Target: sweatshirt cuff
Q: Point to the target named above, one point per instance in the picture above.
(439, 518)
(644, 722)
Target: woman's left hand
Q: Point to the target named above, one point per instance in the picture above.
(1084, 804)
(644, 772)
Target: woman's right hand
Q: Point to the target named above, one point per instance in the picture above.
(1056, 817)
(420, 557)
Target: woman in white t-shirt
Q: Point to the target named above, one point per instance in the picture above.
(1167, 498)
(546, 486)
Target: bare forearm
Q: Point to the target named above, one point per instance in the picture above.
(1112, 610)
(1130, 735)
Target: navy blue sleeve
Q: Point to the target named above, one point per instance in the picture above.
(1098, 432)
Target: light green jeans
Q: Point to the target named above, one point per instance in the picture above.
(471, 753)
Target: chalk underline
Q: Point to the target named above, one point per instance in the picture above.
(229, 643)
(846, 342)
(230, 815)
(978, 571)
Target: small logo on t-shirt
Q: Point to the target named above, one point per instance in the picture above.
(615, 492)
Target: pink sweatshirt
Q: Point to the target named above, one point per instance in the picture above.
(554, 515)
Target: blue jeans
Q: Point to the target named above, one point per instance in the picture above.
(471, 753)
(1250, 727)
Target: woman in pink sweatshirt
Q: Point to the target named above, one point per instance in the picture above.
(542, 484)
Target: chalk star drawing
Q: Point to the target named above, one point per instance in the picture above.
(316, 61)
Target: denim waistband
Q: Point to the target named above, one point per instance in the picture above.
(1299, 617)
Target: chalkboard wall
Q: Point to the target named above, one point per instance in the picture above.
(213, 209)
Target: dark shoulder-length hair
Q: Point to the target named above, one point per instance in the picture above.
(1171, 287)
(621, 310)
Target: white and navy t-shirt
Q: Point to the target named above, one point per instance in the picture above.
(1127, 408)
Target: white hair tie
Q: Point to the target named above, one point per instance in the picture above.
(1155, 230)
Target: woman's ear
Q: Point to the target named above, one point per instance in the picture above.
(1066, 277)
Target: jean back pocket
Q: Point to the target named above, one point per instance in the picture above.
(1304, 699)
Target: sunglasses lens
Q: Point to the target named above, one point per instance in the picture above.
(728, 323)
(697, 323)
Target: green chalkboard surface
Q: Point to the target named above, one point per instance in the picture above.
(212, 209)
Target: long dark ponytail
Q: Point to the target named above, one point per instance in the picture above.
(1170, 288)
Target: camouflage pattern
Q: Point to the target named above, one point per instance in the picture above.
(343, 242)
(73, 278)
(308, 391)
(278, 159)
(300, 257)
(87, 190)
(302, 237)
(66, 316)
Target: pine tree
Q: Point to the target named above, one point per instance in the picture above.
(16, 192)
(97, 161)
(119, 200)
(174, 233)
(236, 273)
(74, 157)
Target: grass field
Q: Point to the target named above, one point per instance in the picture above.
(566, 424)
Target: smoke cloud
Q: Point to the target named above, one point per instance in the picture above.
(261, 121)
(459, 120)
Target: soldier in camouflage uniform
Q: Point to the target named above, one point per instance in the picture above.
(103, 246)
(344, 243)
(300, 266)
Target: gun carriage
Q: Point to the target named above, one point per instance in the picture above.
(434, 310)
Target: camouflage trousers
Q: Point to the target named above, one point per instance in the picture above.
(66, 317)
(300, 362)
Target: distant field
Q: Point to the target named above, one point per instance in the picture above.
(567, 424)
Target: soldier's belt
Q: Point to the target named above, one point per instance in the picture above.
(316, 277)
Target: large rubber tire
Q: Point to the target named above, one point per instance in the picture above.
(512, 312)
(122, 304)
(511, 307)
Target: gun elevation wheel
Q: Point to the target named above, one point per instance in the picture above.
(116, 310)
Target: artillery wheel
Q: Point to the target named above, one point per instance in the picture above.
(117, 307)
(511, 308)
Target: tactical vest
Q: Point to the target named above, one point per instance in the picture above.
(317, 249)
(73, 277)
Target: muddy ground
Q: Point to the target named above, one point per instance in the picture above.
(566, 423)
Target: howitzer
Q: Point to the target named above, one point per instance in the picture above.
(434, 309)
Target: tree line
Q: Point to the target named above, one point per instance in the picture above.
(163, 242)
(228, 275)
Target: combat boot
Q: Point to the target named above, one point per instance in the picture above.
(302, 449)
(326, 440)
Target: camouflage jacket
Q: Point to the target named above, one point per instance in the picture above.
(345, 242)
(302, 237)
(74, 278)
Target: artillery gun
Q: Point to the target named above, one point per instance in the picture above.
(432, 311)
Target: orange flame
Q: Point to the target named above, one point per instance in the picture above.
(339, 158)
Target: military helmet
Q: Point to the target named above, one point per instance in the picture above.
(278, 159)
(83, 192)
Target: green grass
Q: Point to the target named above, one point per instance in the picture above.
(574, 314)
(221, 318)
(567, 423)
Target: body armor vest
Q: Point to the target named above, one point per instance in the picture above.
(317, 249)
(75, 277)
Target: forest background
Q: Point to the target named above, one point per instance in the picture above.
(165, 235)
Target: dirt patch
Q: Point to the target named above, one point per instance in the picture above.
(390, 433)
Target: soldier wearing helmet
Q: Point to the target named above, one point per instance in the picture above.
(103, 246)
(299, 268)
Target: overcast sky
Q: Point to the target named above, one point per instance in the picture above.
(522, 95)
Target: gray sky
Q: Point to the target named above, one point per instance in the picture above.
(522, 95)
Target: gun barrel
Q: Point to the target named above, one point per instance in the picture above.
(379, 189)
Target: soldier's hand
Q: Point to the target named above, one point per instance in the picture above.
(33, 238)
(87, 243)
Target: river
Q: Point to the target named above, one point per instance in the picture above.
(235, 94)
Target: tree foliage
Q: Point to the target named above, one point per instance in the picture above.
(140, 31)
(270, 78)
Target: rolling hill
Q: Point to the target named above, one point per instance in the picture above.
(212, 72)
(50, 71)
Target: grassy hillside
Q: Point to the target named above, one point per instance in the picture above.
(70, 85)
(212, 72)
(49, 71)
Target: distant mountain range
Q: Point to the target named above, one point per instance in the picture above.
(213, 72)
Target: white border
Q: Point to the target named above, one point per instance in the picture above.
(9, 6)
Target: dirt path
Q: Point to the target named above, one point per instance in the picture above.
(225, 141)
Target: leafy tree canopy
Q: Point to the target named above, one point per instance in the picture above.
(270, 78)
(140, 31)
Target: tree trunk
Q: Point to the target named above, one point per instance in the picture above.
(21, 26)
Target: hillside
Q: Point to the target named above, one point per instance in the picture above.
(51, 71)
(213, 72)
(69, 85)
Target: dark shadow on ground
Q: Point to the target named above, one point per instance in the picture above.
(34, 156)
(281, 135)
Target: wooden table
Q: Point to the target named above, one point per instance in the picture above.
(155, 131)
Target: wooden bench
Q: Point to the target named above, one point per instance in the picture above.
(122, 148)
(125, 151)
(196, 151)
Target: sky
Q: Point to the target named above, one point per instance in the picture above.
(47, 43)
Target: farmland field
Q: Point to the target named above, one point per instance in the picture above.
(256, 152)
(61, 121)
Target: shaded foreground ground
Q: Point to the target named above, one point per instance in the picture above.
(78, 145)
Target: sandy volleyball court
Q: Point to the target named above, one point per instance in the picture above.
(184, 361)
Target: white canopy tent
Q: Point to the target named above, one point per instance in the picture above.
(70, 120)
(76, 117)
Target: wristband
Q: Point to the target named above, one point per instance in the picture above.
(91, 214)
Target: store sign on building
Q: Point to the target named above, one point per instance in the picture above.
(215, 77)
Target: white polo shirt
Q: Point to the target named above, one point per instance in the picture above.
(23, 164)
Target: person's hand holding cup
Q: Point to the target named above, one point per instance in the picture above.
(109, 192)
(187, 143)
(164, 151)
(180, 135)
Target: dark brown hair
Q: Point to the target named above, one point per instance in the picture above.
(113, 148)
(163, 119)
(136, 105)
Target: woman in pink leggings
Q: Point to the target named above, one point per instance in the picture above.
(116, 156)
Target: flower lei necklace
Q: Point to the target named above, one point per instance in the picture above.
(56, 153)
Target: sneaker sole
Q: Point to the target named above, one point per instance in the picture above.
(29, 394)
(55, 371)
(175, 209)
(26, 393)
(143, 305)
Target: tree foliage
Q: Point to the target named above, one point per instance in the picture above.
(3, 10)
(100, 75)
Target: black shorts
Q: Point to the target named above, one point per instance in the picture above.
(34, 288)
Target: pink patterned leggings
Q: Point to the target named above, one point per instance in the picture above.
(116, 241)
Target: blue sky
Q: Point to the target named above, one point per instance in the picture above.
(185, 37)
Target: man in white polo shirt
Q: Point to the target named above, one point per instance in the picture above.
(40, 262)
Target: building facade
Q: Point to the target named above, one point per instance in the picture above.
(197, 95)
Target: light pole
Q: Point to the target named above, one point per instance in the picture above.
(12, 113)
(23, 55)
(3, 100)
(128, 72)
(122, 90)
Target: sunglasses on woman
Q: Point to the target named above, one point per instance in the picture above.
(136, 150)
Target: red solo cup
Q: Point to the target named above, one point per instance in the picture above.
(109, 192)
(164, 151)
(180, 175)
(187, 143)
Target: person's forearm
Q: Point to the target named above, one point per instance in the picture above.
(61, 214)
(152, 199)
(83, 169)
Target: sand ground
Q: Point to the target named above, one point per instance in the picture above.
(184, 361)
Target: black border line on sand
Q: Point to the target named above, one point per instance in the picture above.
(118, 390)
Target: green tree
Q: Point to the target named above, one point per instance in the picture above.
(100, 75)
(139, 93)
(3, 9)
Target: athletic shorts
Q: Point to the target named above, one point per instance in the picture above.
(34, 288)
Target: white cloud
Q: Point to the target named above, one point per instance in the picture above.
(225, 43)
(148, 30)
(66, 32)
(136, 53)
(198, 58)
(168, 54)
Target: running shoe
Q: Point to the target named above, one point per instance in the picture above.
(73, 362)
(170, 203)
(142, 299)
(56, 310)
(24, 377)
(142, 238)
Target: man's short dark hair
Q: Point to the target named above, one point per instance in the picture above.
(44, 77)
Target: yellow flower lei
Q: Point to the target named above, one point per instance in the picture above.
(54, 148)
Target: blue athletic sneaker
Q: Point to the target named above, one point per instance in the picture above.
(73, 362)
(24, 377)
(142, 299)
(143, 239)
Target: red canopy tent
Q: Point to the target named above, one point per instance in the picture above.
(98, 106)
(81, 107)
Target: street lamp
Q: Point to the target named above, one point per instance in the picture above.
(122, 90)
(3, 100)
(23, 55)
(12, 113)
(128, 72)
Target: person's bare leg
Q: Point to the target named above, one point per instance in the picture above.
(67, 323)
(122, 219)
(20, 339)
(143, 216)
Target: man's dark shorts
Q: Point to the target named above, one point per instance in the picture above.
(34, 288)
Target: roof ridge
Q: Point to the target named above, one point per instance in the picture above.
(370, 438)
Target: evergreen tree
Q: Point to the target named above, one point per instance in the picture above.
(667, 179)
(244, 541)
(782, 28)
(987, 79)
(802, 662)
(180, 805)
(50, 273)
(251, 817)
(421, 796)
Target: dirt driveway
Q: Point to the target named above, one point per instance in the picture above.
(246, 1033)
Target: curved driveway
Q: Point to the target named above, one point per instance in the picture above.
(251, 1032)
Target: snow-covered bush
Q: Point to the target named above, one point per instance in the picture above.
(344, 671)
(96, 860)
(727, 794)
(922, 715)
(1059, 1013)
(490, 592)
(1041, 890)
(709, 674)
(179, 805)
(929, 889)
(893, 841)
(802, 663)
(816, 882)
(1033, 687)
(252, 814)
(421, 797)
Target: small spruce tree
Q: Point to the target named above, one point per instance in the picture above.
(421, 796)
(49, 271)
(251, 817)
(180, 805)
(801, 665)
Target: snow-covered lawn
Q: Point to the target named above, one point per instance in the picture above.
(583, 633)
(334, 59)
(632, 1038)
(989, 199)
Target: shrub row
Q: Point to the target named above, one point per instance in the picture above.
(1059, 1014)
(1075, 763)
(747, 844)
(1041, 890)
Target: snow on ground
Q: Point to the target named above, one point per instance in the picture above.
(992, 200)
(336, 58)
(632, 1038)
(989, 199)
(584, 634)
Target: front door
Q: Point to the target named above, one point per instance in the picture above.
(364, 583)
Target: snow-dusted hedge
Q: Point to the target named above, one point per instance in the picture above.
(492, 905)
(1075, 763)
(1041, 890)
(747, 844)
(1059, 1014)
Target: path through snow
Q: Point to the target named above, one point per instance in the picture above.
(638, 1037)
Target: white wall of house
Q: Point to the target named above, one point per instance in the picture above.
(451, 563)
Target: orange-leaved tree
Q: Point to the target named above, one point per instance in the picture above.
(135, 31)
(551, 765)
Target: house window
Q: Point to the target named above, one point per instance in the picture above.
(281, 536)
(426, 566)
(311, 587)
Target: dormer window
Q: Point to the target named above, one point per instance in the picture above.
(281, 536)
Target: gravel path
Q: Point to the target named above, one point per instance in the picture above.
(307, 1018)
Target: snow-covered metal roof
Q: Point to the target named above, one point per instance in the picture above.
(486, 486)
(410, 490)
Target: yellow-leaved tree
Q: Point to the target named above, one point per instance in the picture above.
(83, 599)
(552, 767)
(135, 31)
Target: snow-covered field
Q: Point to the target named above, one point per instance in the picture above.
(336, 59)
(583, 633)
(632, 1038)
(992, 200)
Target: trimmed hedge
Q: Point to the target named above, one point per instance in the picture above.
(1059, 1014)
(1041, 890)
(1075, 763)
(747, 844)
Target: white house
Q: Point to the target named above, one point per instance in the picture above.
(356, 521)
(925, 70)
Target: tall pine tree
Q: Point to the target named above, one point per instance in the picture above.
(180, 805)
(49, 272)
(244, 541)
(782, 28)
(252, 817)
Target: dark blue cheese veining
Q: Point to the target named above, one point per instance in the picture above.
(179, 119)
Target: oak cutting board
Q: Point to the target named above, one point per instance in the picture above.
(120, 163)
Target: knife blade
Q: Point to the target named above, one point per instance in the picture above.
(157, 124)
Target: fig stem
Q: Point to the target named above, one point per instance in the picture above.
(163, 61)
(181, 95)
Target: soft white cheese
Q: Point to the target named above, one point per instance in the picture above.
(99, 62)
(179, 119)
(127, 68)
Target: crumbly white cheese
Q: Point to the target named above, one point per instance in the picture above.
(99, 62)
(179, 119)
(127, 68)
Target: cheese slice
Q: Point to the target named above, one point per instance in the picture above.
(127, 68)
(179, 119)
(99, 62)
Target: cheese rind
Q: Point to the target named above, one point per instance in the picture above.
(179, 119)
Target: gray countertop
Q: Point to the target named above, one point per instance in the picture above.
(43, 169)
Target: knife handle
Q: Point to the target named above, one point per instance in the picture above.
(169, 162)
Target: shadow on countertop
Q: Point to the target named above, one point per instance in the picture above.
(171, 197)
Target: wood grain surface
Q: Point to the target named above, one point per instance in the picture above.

§ **Exercise task**: Include both ends. Return the line holding "Target: white house" and all lines after it in the records above, exactly as written.

§ **Response**:
Target: white house
Q: Point to the target named above, one point per instance in the picture above.
(356, 521)
(925, 70)
Target: tall pine tree
Q: Point to the target named above, one point per instance in the picture above.
(180, 805)
(49, 272)
(244, 541)
(782, 28)
(252, 817)
Target: dark blue cheese veining
Q: Point to the target named above, one point per instance in the picture above.
(179, 119)
Target: oak cutting board
Q: Point to the target named above, one point per instance in the picture above.
(120, 163)
Target: knife blade
Q: Point to the target named above, one point per instance in the picture above.
(157, 124)
Target: fig stem
Q: Point to the target named above, one point per instance in the picture above.
(163, 61)
(181, 95)
Target: soft white cheese
Q: Point to the target named above, one point per instance in the picture above.
(99, 62)
(179, 119)
(127, 68)
Target: crumbly white cheese
Q: Point to the target named above, one point per instance in the picture above.
(99, 62)
(179, 119)
(127, 68)
Target: cheese slice
Q: Point to the target named above, one point per instance in the picture above.
(127, 68)
(179, 119)
(99, 62)
Target: cheese rind
Q: Point to the target named above, one point per instance in the picture above.
(179, 119)
Target: gray countertop
Q: Point to the target named above, one point per instance in the picture above.
(43, 169)
Target: knife handle
Q: Point to the target named above, one point per instance in the picture above.
(169, 162)
Target: shadow on countertop
Q: Point to the target named above, one point per instance in the picture above.
(171, 197)
Target: wood grain surface
Q: Point to the target named above, one point per instance in the picture above.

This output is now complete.